(begin)
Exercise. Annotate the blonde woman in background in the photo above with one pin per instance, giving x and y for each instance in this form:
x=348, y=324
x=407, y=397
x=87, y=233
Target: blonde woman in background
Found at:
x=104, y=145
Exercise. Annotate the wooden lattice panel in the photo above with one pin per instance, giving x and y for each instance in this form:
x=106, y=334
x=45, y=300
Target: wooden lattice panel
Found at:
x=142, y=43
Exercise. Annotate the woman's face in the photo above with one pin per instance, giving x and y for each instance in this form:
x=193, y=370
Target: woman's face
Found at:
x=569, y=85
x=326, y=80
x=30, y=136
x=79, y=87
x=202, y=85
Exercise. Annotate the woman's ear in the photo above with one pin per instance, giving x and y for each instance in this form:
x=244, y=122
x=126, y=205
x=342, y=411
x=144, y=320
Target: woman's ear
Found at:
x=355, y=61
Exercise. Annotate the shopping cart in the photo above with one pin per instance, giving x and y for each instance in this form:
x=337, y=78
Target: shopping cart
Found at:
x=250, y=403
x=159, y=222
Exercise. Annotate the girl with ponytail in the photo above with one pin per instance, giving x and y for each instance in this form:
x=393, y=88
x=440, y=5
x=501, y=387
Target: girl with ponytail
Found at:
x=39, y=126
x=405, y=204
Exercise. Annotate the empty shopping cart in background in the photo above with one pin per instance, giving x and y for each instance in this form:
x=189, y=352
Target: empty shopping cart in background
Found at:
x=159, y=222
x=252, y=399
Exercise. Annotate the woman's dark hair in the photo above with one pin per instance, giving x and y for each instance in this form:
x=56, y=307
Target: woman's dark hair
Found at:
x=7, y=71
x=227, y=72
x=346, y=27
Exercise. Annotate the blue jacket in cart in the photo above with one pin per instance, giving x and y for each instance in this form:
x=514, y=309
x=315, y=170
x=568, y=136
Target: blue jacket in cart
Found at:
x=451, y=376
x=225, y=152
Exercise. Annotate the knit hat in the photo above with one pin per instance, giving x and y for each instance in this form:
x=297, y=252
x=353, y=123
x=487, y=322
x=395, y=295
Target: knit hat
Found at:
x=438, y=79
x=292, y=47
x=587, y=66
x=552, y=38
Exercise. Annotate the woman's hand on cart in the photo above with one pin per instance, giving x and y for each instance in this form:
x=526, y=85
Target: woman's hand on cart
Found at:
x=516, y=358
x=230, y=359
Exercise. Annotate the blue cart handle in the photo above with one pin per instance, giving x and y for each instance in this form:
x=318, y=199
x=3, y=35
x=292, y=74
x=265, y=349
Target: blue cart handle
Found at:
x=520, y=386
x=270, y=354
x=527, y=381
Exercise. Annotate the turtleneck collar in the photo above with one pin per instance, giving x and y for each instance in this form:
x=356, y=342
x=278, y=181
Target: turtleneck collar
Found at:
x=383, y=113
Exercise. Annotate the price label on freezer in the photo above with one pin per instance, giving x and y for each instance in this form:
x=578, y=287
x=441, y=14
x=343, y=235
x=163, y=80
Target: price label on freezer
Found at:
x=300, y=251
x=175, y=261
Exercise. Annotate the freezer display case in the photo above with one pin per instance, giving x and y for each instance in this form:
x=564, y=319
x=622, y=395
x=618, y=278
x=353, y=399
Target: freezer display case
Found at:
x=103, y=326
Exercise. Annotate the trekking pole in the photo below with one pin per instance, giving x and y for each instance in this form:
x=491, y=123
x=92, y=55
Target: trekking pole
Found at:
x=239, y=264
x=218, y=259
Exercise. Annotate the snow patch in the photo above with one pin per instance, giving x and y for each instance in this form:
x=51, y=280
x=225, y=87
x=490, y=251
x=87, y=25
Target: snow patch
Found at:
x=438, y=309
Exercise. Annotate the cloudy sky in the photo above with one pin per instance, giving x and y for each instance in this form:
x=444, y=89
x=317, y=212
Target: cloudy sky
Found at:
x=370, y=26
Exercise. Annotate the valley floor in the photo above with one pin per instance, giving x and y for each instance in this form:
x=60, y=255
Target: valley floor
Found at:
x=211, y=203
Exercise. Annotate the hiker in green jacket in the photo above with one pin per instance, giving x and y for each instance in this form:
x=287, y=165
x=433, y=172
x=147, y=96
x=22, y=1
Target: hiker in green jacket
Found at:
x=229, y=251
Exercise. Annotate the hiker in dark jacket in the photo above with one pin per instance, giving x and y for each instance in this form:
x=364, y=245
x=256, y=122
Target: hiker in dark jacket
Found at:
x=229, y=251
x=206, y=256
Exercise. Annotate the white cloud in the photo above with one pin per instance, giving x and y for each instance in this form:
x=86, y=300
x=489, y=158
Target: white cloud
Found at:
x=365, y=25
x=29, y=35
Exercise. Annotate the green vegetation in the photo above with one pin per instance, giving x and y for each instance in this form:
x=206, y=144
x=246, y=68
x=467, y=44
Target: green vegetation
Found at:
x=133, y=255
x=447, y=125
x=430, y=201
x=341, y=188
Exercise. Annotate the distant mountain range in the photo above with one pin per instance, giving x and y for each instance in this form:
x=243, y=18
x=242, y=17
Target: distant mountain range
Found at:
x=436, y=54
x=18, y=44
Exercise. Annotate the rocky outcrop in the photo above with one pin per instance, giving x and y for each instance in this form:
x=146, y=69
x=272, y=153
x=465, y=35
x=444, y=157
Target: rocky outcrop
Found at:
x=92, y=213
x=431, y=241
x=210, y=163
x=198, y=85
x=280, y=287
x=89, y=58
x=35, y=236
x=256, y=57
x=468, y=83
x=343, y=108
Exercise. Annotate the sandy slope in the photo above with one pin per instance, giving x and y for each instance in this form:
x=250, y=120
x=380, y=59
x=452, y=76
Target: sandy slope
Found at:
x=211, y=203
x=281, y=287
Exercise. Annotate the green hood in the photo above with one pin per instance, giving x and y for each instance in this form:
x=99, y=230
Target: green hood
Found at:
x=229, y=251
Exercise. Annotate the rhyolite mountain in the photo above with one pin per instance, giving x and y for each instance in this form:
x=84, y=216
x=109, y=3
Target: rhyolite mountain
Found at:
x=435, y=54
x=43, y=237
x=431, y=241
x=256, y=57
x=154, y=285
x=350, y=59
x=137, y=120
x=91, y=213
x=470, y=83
(end)
Stated task: Restate every record exactly, leaving nothing out.

Completed task:
Exercise. Annotate the blonde woman in background in the photo above with one pin per instance, giving x and y for each instance in this form:
x=348, y=324
x=407, y=397
x=87, y=233
Target: blonde woman in background
Found at:
x=104, y=145
Exercise. Annotate the wooden lattice panel in the photo above with one pin per instance, giving x and y for each instance in this form:
x=106, y=334
x=45, y=300
Target: wooden lattice panel
Found at:
x=142, y=43
Exercise. Annotate the woman's face in the photo above with one pin per instance, giving x and y for each instance in this form:
x=193, y=370
Target: woman's face
Found at:
x=569, y=85
x=326, y=80
x=30, y=136
x=79, y=87
x=202, y=85
Exercise. Annotate the woman's ear in the photo above with one pin per instance, giving x and y for each instance in this form:
x=244, y=122
x=126, y=205
x=342, y=411
x=144, y=320
Target: woman's ear
Found at:
x=355, y=61
Exercise. Annotate the shopping cart in the photo above with one pin per instance, giving x and y for each instance in this form:
x=337, y=78
Target: shopping cart
Found at:
x=250, y=403
x=159, y=222
Exercise. Annotate the girl with ponytail in the photo above with one pin per instance, giving x and y for each instance in this form:
x=393, y=88
x=440, y=5
x=501, y=387
Target: girl with ponytail
Found at:
x=39, y=126
x=405, y=204
Exercise. Annotate the empty shopping cart in background in the photo above with one pin per instance, giving x and y for each instance in this form:
x=189, y=352
Target: empty shopping cart in background
Found at:
x=159, y=222
x=252, y=399
Exercise. Annotate the woman's dark hair in the photo above with one pin per instance, giving x and y for each instance in this form:
x=56, y=307
Target: woman's dark hair
Found at:
x=7, y=71
x=227, y=72
x=346, y=27
Exercise. Annotate the blue jacket in cart in the photo above with one pin per instance, giving x and y for each instance in this form:
x=514, y=309
x=315, y=170
x=568, y=136
Target: blue jacket in cart
Found at:
x=451, y=376
x=225, y=152
Exercise. Annotate the knit hat in the photo above with one pin per instance, giving x and y for each instance in this form:
x=297, y=252
x=353, y=123
x=487, y=322
x=395, y=295
Target: knit hat
Found at:
x=438, y=79
x=292, y=47
x=587, y=66
x=552, y=38
Exercise. Annotate the woman's hand on cart in the photo above with one pin per instance, giving x and y for each instance in this form:
x=526, y=85
Target: woman's hand on cart
Found at:
x=516, y=358
x=230, y=359
Exercise. Annotate the blue cart handle in the photo above with one pin per instance, giving x and y for each instance in this form:
x=318, y=199
x=3, y=35
x=292, y=74
x=265, y=349
Target: blue cart handle
Found at:
x=520, y=386
x=270, y=354
x=527, y=381
Exercise. Annotate the turtleneck collar in the photo above with one pin per instance, giving x and y for each instance in this form:
x=356, y=342
x=278, y=181
Target: turtleneck collar
Found at:
x=383, y=113
Exercise. Annotate the price label on freezer in the photo above with one pin per instance, giving x and y for each instance in this form:
x=578, y=287
x=441, y=14
x=343, y=235
x=163, y=80
Target: price label on freezer
Found at:
x=300, y=251
x=175, y=261
Exercise. Annotate the freezer display case in the photo above with one pin per instance, giving x and y for each instance in this form:
x=564, y=319
x=622, y=395
x=618, y=278
x=353, y=399
Target: freezer display case
Found at:
x=103, y=326
Exercise. Annotate the trekking pole in the photo below with one pin per instance, giving x and y for each instance in this form:
x=491, y=123
x=92, y=55
Target: trekking pole
Found at:
x=239, y=264
x=218, y=259
Exercise. Annotate the snow patch in the photo above with one pin per instance, giving x and y for each instance in this form:
x=51, y=280
x=225, y=87
x=490, y=251
x=87, y=25
Target: snow patch
Found at:
x=438, y=309
Exercise. Annotate the cloudy sky in the photo above with one pin per instance, giving x and y for each instance in this form:
x=444, y=89
x=317, y=212
Target: cloudy sky
Found at:
x=370, y=26
Exercise. Annotate the valley floor in the photo above with one pin per instance, giving x and y for each instance in this form:
x=60, y=255
Target: valley floor
Found at:
x=211, y=203
Exercise. Annotate the hiker in green jacket in the photo above with one pin per instance, giving x and y for each instance in this form:
x=287, y=165
x=433, y=172
x=147, y=96
x=22, y=1
Target: hiker in green jacket
Found at:
x=229, y=251
Exercise. Annotate the hiker in dark jacket in the photo above with one pin per instance, giving x and y for each instance in this form:
x=364, y=245
x=256, y=122
Target: hiker in dark jacket
Found at:
x=229, y=251
x=206, y=256
Exercise. Annotate the white cloud in the photo above with one pin per instance, giving x and y for each instance in this form:
x=86, y=300
x=489, y=158
Target: white cloud
Found at:
x=365, y=25
x=29, y=35
Exercise. Annotate the green vegetation in the photo above with one pin per instance, giving x and y for each instance in this form:
x=206, y=144
x=246, y=68
x=467, y=44
Target: green vegetation
Found at:
x=133, y=255
x=447, y=125
x=430, y=201
x=341, y=188
Exercise. Annotate the distant mountain range in the photo above with one pin per instance, giving x and y for each instance in this form:
x=243, y=18
x=242, y=17
Target: distant mountain range
Found at:
x=436, y=54
x=18, y=44
Exercise. Annotate the rocky outcrop in the photo above with one pin per instance, giving x and y for each instance in this form:
x=146, y=69
x=272, y=153
x=465, y=35
x=444, y=157
Target: rocky outcrop
Found at:
x=92, y=213
x=431, y=241
x=210, y=163
x=198, y=85
x=280, y=287
x=89, y=58
x=35, y=236
x=256, y=57
x=468, y=83
x=343, y=108
Exercise. Annotate the sandy slope in the photo above with one pin per instance, giving x and y for each instance in this form:
x=250, y=120
x=380, y=59
x=452, y=76
Target: sandy slope
Found at:
x=211, y=203
x=281, y=287
Exercise. Annotate the green hood in the photo above with one pin per instance, giving x and y for each instance in this form:
x=99, y=230
Target: green hood
Found at:
x=229, y=251
Exercise. Annotate the rhyolite mountain in the photo above with one pin per instance, giving x and y for each instance in this form:
x=84, y=216
x=109, y=3
Target: rhyolite mountain
Found at:
x=435, y=54
x=43, y=237
x=431, y=241
x=256, y=57
x=154, y=285
x=350, y=59
x=137, y=120
x=91, y=213
x=470, y=83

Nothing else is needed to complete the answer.